*** Selected extract ***
State settles with family of patient strangled at Eastern State Hospital
Washington state paid $500,000 to settle a lawsuit filed in the strangulation death of an Eastern State Hospital patient.
Hospital staff found Duane Charley dead in his room on Nov. 20, 2012, after another patient, Amber Roberts, told a hospital employee that she had killed someone using a corded belt, according to court documents.
Charley’s family filed the lawsuit, which was settled in March. It accused the state of failing to adequately supervise patients after an investigation disclosed that Roberts, committed to the hospital as criminally insane for the 2003 strangulation of a 72-year-old Yakima woman, allegedly snuck into Charley’s room, crawled on top of him while he slept and wrapped her belt around his neck.
Roberts has been charged with murder.
The case illuminated shortcomings in patient safety at Eastern.
The family filed the lawsuit in hopes it would “bring about a focus to the problems out there (Eastern State Hospital),” said Kelly Konkright, of the Lukins & Annis law firm. “We hope this brings about change, so tragic events like this don’t happen in the future.”
In the wake of the killing, Eastern’s accreditation was briefly suspended and its chief executive reassigned with the Department of Social and Health Services.
Dangerous equipment and items that could be used to strangle, such as belts, shoelaces and electrical cords, were removed.
“Patients have rights, so we have to balance that with safety. It’s a hospital, not a prison,” said DSHS spokesman John Wiley.
*** End of Selected extract ***
[Instructions]
**a.** Answer these questions from the Eastern State Hospital article:
(i) How much did Washington state pay to settle the lawsuit?
(ii) On what date did hospital staff find Duane Charley dead?
(iii) Which law firm is Kelly Konkright with?
**b.** Proceed with the Eastern State Hospital article, picking up after its final sentence.
The listing that comes next is separate material and has no connection to the Eastern State Hospital article.
*** Extracted data ***
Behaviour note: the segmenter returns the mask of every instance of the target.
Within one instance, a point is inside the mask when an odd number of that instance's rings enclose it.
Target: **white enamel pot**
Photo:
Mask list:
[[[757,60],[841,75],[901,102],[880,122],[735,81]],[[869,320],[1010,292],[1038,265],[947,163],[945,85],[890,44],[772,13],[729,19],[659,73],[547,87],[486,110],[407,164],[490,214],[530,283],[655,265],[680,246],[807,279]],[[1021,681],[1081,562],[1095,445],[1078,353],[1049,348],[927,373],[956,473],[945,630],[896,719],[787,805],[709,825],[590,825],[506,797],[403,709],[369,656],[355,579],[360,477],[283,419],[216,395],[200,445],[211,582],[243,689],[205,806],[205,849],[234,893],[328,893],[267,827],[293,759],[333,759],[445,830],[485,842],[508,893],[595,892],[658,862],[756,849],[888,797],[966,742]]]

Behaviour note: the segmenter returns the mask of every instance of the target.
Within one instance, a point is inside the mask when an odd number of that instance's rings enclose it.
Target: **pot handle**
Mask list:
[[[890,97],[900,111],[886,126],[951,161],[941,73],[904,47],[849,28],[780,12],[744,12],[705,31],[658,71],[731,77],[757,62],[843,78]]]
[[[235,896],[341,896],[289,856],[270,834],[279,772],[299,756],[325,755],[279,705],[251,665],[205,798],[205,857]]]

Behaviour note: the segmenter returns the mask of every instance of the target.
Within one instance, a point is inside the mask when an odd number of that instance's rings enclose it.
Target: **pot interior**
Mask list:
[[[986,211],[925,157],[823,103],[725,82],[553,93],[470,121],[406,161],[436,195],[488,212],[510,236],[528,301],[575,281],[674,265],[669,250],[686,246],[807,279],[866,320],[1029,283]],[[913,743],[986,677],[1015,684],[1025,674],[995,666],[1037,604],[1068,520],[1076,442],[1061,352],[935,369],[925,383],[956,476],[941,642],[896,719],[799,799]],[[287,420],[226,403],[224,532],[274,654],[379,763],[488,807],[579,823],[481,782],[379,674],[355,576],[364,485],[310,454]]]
*** End of Extracted data ***
[Written responses]
**a.**
(i) $500,000
(ii) Nov. 20, 2012
(iii) Lukins & Annis

**b.**
Charley had been a patient at Eastern since 1995. He’d been diagnosed with mild mental retardation, schizoaffective disorder and depression, according to court documents. Doctors considered him “gravely disabled,” unable to care for his own needs and vulnerable to serious harm if not involuntarily committed to Eastern’s care. The 56-year-old couldn’t leave the hospital.
The night of the killing, Roberts made a game of Charley’s death, telling an employee “you’re going to have to find him” as she followed the staff member down the hall as he checked rooms, according to court records.
Two psychologists last month deemed Roberts competent to stand trial in the killing.
Ray Hendrickson and Lauren Smith wrote Roberts exhibited “magical thinking” and experienced auditory and visual hallucinations.
However, “there appears little doubt that Mrs. Roberts was aware that she was doing an act that would result in the death of the victim,” they wrote.
An earlier examination following Roberts’ first arrest for strangling a 72-year-old Yakima woman in 2003 found her criminally insane, according to court records. Her trial is tentatively scheduled for Oct. 13.